Stored entries:
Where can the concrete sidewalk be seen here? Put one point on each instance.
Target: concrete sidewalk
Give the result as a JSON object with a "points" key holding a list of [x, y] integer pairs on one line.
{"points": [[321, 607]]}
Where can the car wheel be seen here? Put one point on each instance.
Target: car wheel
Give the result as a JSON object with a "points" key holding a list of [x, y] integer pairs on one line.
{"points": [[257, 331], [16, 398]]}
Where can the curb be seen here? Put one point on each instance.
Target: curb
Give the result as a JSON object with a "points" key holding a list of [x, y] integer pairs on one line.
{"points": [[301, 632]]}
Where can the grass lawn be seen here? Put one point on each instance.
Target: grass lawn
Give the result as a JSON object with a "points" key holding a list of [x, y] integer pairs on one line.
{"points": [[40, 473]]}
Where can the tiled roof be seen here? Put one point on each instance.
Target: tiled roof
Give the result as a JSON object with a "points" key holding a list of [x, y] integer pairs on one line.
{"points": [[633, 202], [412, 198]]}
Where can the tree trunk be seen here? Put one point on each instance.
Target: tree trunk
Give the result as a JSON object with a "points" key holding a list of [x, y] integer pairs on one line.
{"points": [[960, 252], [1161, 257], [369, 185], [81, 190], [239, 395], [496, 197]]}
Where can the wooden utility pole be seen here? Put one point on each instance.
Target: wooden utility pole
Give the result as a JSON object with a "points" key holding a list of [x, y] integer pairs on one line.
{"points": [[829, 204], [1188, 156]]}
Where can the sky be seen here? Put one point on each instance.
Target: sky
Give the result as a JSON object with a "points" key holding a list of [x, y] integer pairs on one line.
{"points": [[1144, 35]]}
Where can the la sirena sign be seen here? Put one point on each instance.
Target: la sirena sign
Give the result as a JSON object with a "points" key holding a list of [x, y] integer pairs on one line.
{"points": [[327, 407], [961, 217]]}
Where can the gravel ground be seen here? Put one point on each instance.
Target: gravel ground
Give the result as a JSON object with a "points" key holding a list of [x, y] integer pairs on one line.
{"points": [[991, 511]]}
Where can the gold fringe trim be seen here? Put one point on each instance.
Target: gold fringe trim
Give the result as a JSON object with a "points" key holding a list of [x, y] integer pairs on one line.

# WORK TASK
Copy the lines above exactly. Start with the line containing "Where can the tree", end with the line containing "Target: sky", and include both.

# EXERCISE ANSWER
Where can the tree trunk be seen here? Put one point on each instance.
Target: tree trunk
Give the result as a JSON object with a "points" key holding a list of [x, y] integer pairs on one line.
{"points": [[960, 252], [1161, 257], [369, 185], [81, 190], [239, 395], [496, 197]]}
Where can the wooden utility pole be seen here? Put one point on each instance.
Target: wooden utility pole
Give the result as a JSON object with a "points" key holding a list of [x, y] integer pairs on one line.
{"points": [[829, 204], [1188, 156]]}
Where can the sky be seen here? Put one point on each instance.
Target: sky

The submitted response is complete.